This is the belief that now underpins virtually all modern geological explanations about the earth and its rock layers. And it is a belief because it cannot be proved that only today’s geological processes can explain the earth’s history and determine its age. No one has ever observed past geological processes, except for God—and Noah and his family—during the Flood when these processes were definitely catastrophic on a global scale. Yet most people today, even Christians, have unwittingly imbibed this uniformitarian belief, having been brainwashed by the constant barrage of teaching globally over many decades by the world’s education systems (schools, colleges, and universities), museums, and media (newspapers, magazines, television, and even Hollywood). Indeed, most people automatically see the earth as old because they have accepted it is a proven scientific fact that it is old!
Using the Right Glasses
However, based on the authority of God’s Word, we can dogmatically say they are absolutely wrong. Looking at the world through “glasses” that are based on human reasoning alone (man’s word) makes people wrongly think the earth looks really old. On the other hand, when we as Christians see the world through the biblical “glasses” provided by God’s inerrant Word—so that we see the world as God sees it—we can assert unashamedly that the earth does not really look that old at all, being only about 6,000 years old (which, of course, is young). Indeed, the earth we see today is the way it looks because it is the destroyed remains of the original earth God created, still marred by the subsequent Curse.

========================================

* **THE PROBLEM**
In the passage on the earth's age, what age does the earth have when seen through the biblical "glasses"? The records come from a different source than the text.

* **PROVIDED MATERIAL**
========================================

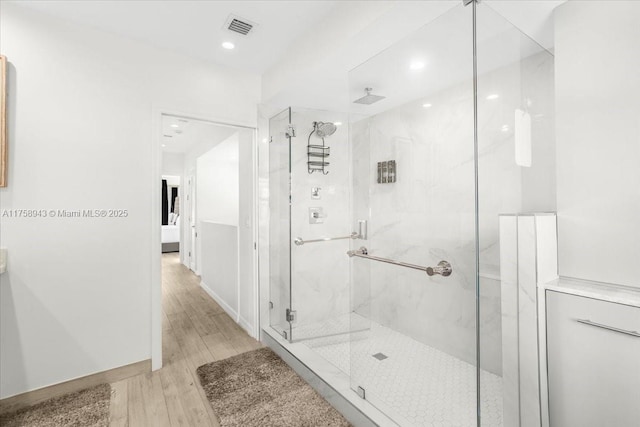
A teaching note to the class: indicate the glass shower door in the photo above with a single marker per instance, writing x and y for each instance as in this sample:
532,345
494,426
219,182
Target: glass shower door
516,174
414,178
279,222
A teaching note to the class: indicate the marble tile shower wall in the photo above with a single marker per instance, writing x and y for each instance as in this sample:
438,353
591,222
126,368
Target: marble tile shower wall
428,214
320,284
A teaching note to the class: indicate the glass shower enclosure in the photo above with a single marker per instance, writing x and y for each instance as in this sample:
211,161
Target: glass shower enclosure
384,235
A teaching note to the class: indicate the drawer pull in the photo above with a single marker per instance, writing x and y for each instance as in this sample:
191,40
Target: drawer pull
610,328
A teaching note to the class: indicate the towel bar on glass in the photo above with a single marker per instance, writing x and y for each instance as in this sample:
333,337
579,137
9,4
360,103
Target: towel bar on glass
443,268
299,241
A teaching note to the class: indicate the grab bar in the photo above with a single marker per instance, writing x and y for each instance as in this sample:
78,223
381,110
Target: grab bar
443,268
299,241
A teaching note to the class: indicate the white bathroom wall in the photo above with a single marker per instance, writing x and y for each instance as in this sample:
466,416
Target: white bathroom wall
247,313
217,183
427,216
224,187
76,297
598,132
172,164
219,271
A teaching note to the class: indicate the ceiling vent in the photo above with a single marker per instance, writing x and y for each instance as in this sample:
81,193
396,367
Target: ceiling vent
239,25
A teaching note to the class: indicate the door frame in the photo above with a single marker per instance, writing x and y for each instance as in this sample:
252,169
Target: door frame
155,223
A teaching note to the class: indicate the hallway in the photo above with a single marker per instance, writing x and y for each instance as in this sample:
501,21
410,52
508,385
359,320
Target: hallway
196,330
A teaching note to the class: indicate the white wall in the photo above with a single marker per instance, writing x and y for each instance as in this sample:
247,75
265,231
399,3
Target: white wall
217,183
220,271
598,140
76,297
224,186
247,312
172,164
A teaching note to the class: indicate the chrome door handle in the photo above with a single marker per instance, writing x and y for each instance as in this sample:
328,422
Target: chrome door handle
443,268
609,328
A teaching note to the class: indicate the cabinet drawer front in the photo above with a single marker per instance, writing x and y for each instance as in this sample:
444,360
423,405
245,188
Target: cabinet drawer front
593,352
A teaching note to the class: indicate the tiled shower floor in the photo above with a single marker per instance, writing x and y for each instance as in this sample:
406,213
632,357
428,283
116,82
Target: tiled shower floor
416,385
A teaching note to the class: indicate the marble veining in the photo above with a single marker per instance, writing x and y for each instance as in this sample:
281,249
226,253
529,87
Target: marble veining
603,291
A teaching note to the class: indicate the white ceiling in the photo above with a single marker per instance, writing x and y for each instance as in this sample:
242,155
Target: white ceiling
195,28
180,134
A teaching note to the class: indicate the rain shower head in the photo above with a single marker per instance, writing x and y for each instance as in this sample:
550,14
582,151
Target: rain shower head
368,99
324,129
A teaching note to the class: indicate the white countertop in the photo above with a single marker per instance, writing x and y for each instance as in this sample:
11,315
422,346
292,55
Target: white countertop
603,291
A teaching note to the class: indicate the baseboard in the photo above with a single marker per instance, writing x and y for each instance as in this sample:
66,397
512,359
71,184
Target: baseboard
33,397
226,307
248,327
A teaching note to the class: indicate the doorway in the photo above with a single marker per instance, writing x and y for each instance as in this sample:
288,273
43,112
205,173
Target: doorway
216,164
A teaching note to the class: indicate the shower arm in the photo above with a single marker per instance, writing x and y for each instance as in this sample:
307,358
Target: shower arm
443,268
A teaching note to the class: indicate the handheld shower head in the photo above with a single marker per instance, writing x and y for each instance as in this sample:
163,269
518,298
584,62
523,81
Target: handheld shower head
369,98
325,129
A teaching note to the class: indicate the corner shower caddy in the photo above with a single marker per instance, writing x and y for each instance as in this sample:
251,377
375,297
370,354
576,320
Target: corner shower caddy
317,154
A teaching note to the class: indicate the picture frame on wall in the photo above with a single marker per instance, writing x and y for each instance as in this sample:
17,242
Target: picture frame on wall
3,121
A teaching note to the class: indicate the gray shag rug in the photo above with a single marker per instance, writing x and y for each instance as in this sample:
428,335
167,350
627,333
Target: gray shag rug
258,389
86,408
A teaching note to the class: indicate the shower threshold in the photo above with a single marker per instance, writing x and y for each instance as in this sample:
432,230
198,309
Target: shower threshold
415,385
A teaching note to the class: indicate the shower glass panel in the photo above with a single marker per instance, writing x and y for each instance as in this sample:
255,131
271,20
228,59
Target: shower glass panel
414,181
320,225
516,174
310,225
280,225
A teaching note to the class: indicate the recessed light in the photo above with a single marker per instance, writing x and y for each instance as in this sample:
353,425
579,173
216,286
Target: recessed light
417,65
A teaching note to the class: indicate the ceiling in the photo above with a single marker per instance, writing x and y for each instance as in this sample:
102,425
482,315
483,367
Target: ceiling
195,28
180,134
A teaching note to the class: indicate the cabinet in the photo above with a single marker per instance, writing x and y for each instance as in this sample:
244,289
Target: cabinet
593,372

========================================

* **OUTPUT BELOW**
About 6,000 years old.